Entries from a pointing dataset
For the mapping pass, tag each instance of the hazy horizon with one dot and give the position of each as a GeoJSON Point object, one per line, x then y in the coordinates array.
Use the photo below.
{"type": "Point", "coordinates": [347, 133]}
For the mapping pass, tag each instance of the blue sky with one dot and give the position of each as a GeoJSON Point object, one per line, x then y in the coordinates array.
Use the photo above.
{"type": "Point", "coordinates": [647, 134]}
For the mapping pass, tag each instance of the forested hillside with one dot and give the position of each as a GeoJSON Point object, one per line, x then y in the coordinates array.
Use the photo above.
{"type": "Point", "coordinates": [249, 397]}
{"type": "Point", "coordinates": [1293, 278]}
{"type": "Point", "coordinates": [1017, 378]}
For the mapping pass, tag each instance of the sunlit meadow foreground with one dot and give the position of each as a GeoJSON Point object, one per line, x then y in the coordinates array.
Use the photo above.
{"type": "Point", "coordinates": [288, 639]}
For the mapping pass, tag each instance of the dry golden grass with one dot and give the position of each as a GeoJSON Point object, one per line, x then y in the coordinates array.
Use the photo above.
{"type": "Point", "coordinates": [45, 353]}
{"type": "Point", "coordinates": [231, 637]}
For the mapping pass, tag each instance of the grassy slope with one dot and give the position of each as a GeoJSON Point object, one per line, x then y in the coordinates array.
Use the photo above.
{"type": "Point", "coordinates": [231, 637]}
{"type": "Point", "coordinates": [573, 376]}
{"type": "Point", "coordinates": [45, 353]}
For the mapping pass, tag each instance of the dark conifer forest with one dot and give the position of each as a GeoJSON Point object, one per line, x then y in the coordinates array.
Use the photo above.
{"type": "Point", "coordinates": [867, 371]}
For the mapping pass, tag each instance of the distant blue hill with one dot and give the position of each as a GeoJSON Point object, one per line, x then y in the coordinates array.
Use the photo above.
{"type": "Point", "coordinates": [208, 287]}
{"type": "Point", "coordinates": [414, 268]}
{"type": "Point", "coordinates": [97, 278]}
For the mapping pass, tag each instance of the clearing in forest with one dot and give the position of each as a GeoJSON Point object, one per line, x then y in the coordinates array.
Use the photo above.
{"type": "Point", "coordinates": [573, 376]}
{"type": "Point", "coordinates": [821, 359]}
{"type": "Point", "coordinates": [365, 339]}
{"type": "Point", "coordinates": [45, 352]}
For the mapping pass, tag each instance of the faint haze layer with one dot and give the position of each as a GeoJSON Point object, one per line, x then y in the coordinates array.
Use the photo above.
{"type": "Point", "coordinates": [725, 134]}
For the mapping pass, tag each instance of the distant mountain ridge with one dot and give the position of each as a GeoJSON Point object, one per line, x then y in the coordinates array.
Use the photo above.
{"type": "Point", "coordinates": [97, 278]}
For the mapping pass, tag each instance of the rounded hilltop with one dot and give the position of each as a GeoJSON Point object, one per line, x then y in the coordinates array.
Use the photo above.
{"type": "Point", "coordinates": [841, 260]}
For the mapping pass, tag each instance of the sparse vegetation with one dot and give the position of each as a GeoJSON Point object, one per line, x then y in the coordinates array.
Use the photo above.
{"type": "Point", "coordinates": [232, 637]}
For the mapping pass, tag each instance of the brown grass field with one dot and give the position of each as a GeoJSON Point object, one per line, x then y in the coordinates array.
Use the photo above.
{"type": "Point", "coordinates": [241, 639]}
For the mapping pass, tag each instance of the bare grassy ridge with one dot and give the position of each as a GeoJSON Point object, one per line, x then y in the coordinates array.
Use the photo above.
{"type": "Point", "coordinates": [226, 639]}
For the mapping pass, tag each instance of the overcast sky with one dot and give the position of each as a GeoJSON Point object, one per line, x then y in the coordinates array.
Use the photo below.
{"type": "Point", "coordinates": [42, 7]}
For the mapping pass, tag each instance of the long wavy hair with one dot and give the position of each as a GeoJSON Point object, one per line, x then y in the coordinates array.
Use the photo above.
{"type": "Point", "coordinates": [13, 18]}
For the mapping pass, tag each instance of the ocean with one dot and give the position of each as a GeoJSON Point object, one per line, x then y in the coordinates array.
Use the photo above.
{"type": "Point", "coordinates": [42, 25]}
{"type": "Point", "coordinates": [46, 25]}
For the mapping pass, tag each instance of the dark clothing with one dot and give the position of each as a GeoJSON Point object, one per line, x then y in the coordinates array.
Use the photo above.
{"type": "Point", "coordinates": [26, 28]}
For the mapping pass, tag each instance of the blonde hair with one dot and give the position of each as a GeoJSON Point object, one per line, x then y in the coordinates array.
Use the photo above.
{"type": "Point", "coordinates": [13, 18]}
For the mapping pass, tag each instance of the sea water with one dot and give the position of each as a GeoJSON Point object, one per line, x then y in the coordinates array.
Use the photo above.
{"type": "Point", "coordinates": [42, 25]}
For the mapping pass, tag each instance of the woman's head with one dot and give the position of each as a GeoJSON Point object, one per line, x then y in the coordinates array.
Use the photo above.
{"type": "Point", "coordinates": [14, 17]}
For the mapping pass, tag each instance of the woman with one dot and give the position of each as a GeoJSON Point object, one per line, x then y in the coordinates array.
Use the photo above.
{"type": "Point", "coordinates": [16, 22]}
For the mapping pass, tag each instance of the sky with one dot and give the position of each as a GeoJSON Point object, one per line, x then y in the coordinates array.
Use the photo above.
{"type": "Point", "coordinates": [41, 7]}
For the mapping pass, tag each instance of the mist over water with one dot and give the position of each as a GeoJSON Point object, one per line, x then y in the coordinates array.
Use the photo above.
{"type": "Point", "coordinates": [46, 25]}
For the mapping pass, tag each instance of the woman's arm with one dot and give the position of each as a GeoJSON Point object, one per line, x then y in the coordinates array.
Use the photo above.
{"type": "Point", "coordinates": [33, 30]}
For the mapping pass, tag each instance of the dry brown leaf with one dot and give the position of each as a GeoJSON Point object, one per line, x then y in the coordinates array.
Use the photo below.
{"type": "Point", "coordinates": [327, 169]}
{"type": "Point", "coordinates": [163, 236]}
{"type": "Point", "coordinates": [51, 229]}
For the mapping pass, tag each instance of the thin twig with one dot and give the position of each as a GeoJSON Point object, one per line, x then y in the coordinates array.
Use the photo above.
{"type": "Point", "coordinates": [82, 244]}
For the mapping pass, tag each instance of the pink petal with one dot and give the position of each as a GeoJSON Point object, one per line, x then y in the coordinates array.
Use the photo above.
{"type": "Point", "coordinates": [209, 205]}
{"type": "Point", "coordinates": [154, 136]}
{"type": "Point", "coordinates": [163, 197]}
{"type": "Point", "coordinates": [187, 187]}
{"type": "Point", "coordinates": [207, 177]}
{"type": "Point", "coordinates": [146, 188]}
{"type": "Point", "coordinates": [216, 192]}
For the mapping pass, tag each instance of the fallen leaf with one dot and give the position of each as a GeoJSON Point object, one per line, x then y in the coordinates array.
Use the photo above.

Exercise aim> Every record shown above must be echoed exactly.

Complete output>
For the mapping pass, tag each instance of the hazy horizon with one dot and give the position of each as a GeoJSON Point object, one per line, x then y in the coordinates array.
Use the photo below.
{"type": "Point", "coordinates": [347, 133]}
For the mapping pass, tag each instance of the blue sky with one dot and give the position of each as a GeoJSON Point object, one per line, x then y in the coordinates array.
Use the photo above.
{"type": "Point", "coordinates": [647, 134]}
For the mapping pass, tag each instance of the forested hillside with one dot and give the position of each as a GeoJSON Point object, one per line, x then y in the coordinates array.
Use the photo above.
{"type": "Point", "coordinates": [249, 397]}
{"type": "Point", "coordinates": [1293, 278]}
{"type": "Point", "coordinates": [1017, 378]}
For the mapping pass, tag each instance of the sunlit meadow foreground with one dot and give the position of each as a GeoJSON Point object, one per line, x then y in the coordinates array.
Use the photo above.
{"type": "Point", "coordinates": [288, 639]}
For the mapping pass, tag each instance of the dry golden grass with one dot and give the position of each as a GeoJSON Point object, one per line, x then y in the coordinates array.
Use the photo above.
{"type": "Point", "coordinates": [45, 353]}
{"type": "Point", "coordinates": [231, 637]}
For the mapping pass, tag each instance of the grassy slope with one dot and give the position of each as a GeoJSON Point object, one per line, x then y in the coordinates array.
Use the photo above.
{"type": "Point", "coordinates": [231, 637]}
{"type": "Point", "coordinates": [573, 376]}
{"type": "Point", "coordinates": [45, 353]}
For the mapping pass, tag each instance of the dark conifer forest with one dot and give the position of each as a GeoJSON Point object, one per line, x then y in the coordinates array.
Use the photo above.
{"type": "Point", "coordinates": [867, 371]}
For the mapping pass, tag each instance of the distant blue hill with one dot and give the position of each as a GeoJSON Point object, one per line, x then y in the coordinates array.
Use the photo above.
{"type": "Point", "coordinates": [208, 287]}
{"type": "Point", "coordinates": [414, 268]}
{"type": "Point", "coordinates": [97, 278]}
For the mapping pass, tag each instance of the clearing in forest with one dot and give the position of each as a GeoJSON Point object, one per line, x then y in the coordinates array.
Use the photo above.
{"type": "Point", "coordinates": [573, 376]}
{"type": "Point", "coordinates": [821, 359]}
{"type": "Point", "coordinates": [365, 339]}
{"type": "Point", "coordinates": [45, 352]}
For the mapping pass, tag each instance of the faint haze layer with one dot and give the position of each as a GeoJSON Point object, one per line, x then y in the coordinates array.
Use the photo above.
{"type": "Point", "coordinates": [725, 134]}
For the mapping pass, tag each instance of the distant mountain ridge with one dot and give the position of each as a GeoJSON Point object, one per line, x then y in the coordinates array.
Use the photo above.
{"type": "Point", "coordinates": [97, 278]}
For the mapping pass, tag each instance of the rounded hilltop with one dot and give the position of each as a GeoJSON Point object, one per line, x then y in the coordinates array.
Use the photo above.
{"type": "Point", "coordinates": [841, 260]}
For the mapping pass, tag each instance of the sparse vegetation with one dot and give the position of each as a GeoJSON Point object, one per line, x then y in the coordinates array.
Use the photo above.
{"type": "Point", "coordinates": [232, 637]}
For the mapping pass, tag each instance of the brown grass field with one dot and give the position of each as a GeoJSON Point object, one per line, x then y in the coordinates array.
Use the photo above.
{"type": "Point", "coordinates": [241, 639]}
For the mapping pass, tag each instance of the bare grassy ridge with one dot and give the position of each as a GeoJSON Point object, one per line, x then y in the coordinates array.
Use the photo above.
{"type": "Point", "coordinates": [226, 639]}
For the mapping pass, tag each instance of the overcast sky with one dot and give the position of each as a GeoJSON Point object, one per line, x then y in the coordinates array.
Use the photo below.
{"type": "Point", "coordinates": [42, 7]}
For the mapping pass, tag each instance of the long wavy hair with one dot and give the position of each as a GeoJSON Point object, one per line, x then y in the coordinates array.
Use the photo above.
{"type": "Point", "coordinates": [13, 18]}
For the mapping pass, tag each instance of the ocean with one dot and give the position of each as a GeoJSON Point object, one per line, x then y in the coordinates array.
Use the photo above.
{"type": "Point", "coordinates": [42, 25]}
{"type": "Point", "coordinates": [46, 25]}
For the mapping pass, tag each instance of the dark clothing with one dot and give the position of each as a GeoJSON Point object, one per line, x then y in the coordinates array.
Use the photo above.
{"type": "Point", "coordinates": [26, 28]}
For the mapping pass, tag each instance of the blonde hair with one dot and give the position of each as a GeoJSON Point object, one per line, x then y in the coordinates array.
Use the photo above.
{"type": "Point", "coordinates": [13, 18]}
For the mapping pass, tag each instance of the sea water with one dot and give the position of each as a GeoJSON Point object, one per line, x then y in the coordinates array.
Use the photo above.
{"type": "Point", "coordinates": [42, 25]}
For the mapping pass, tag each instance of the woman's head with one dot and give the position of each as a GeoJSON Point object, one per line, x then y in the coordinates array.
Use the photo above.
{"type": "Point", "coordinates": [14, 17]}
For the mapping pass, tag each instance of the woman with one dot and give the position of each as a GeoJSON Point object, one per line, x then y in the coordinates array.
Use the photo above.
{"type": "Point", "coordinates": [16, 22]}
For the mapping pass, tag each instance of the sky with one dot and give the position of each as a GeoJSON Point object, one per line, x then y in the coordinates array.
Use the photo above.
{"type": "Point", "coordinates": [41, 7]}
For the mapping pass, tag each instance of the mist over water with one dot and give the position of each as a GeoJSON Point object, one per line, x then y in the coordinates array.
Use the photo above.
{"type": "Point", "coordinates": [46, 25]}
For the mapping pass, tag each instance of the woman's arm with one dot and give the position of each as a GeoJSON Point object, one per line, x then y in the coordinates array.
Use the photo above.
{"type": "Point", "coordinates": [33, 30]}
For the mapping pass, tag each instance of the dry brown leaf with one dot and give the position of each as a GeoJSON Point object, one per line, x then y in the coordinates array.
Use the photo below.
{"type": "Point", "coordinates": [327, 169]}
{"type": "Point", "coordinates": [163, 236]}
{"type": "Point", "coordinates": [51, 229]}
For the mapping pass, tag each instance of the thin twig with one dot and give the position of each as a GeoJSON Point object, one per line, x then y in the coordinates array.
Use the photo above.
{"type": "Point", "coordinates": [82, 244]}
For the mapping pass, tag each instance of the pink petal with one dot and give the position of each as a GeoJSON Point object, one per line, x then y in the coordinates array.
Use the photo above.
{"type": "Point", "coordinates": [209, 205]}
{"type": "Point", "coordinates": [154, 136]}
{"type": "Point", "coordinates": [163, 197]}
{"type": "Point", "coordinates": [187, 187]}
{"type": "Point", "coordinates": [207, 177]}
{"type": "Point", "coordinates": [146, 188]}
{"type": "Point", "coordinates": [216, 192]}
For the mapping pass, tag each instance of the fallen leaf with one dot and give the position of each as a GeoJSON Point object, one per line, x then y in the coordinates array.
Use the photo above.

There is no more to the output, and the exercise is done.